WHAT TO PRODUCE
Extend the SkillCI documentation page past its last line, keeping its tone and format.

--- DOCUMENT TEXT ---

SkillCI Documentation

Welcome! SkillCI is CI/CD for coding-agent configuration — it tests, scores, and gates changes to your skills, hooks, rules, and CLAUDE.md before you trust them in Claude Code, Cursor, or Codex.

Start here

Guide What it covers
Getting Started Install, run the offline demo, your first live evaluation, project layout. Read this first.
Concepts Baseline vs candidate, the verdict model, the three scoring dimensions, the regression gate.
CLI Reference Every command, flag, and exit code.
Writing Tasks Author task fixtures, objective checks, and judge rubrics.
Scoring The composite formula, thresholds, and how a verdict is decided.
Agents & Auth Claude/Cursor/Codex adapters, auth models, and adding a new adapter.
CI Integration Wire SkillCI into GitHub Actions as a PR gate.
Architecture Module-by-module map, data flow, and the shared contracts.
Troubleshooting Common issues and FAQ.

--- INFORMATION PROVIDED ---

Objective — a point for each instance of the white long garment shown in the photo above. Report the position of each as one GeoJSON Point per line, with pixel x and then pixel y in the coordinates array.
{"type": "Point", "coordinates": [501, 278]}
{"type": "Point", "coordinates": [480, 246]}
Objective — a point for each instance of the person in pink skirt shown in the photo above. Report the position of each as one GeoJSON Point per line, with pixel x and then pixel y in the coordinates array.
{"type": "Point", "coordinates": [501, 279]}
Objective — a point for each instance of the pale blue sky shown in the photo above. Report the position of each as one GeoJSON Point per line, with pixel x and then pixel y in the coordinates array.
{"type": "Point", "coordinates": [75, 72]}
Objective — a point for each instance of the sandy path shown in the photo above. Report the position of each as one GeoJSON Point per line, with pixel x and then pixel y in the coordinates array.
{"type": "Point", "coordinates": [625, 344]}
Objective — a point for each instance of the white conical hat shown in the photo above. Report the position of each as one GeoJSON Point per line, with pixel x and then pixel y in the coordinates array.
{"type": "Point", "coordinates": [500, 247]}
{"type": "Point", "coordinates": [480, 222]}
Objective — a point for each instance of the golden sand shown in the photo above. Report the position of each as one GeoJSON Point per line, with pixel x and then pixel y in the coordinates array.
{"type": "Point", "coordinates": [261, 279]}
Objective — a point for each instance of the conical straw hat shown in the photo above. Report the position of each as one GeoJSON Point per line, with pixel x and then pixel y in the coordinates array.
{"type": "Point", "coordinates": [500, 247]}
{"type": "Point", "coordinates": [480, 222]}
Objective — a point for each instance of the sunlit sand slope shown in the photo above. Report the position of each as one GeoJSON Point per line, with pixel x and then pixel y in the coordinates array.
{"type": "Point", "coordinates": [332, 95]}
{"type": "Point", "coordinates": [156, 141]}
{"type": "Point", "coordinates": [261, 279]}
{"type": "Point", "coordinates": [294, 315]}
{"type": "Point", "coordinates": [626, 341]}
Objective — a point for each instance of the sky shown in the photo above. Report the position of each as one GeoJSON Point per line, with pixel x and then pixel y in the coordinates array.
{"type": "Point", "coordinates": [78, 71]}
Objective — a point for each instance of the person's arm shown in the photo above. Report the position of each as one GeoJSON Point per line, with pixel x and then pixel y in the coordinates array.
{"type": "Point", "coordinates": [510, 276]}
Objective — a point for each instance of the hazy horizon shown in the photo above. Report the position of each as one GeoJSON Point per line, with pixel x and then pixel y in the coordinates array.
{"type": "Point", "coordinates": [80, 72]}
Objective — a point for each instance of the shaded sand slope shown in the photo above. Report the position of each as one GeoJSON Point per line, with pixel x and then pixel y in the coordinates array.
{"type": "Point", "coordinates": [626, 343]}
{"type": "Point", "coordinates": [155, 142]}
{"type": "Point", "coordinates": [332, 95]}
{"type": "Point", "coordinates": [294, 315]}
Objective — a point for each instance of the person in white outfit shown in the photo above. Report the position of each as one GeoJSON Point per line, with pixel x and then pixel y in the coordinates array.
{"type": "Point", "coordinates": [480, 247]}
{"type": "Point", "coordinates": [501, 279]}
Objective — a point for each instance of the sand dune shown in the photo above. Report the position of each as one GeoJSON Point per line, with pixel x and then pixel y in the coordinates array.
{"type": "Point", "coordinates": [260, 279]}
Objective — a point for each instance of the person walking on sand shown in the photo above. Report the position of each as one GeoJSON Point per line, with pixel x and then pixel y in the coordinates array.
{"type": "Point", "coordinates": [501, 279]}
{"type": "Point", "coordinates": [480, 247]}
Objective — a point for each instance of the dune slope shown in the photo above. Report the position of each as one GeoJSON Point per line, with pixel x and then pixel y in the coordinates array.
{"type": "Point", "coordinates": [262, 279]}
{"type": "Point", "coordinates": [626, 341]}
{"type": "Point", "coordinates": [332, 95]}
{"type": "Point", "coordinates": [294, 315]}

---

TASK RESULT
The one-paragraph mental model

You point SkillCI at two versions of an agent's config — the baseline (trusted) and a candidate (proposed change). It runs a suite of sandboxed tasks twice, once per config, driving a real coding agent headlessly. Each run is scored three ways (objective checks, LLM judge, cost), the scores are compared, and a verdict (improved / neutral / regressed) comes out. A PR is opened only when the candidate is improved with zero hard regressions. Everything also runs fully offline via a deterministic mock.

Contributing

See CONTRIBUTING.md and the Architecture guide.